PROBLEM DETAILS —
Count the lines in the rows below that contain the word "white", and reply with only the number.

--- Begin ---

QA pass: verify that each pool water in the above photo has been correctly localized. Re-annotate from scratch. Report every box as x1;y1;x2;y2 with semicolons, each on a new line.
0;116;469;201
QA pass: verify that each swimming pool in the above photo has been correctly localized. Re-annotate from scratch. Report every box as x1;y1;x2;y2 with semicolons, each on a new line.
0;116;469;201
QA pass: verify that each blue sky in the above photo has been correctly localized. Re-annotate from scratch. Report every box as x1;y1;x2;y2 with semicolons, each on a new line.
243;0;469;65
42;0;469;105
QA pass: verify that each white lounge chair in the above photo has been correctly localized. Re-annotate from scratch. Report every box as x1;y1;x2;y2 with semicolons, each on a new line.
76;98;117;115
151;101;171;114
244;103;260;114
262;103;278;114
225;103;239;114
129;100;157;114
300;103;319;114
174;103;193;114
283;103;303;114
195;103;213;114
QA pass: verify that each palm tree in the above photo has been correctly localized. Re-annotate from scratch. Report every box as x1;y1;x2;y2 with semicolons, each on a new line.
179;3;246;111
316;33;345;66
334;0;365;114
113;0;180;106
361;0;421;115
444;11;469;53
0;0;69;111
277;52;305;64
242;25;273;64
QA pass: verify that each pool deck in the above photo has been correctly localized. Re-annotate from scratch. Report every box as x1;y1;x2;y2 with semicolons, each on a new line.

--- End ---

SOLUTION TO THE EXERCISE —
1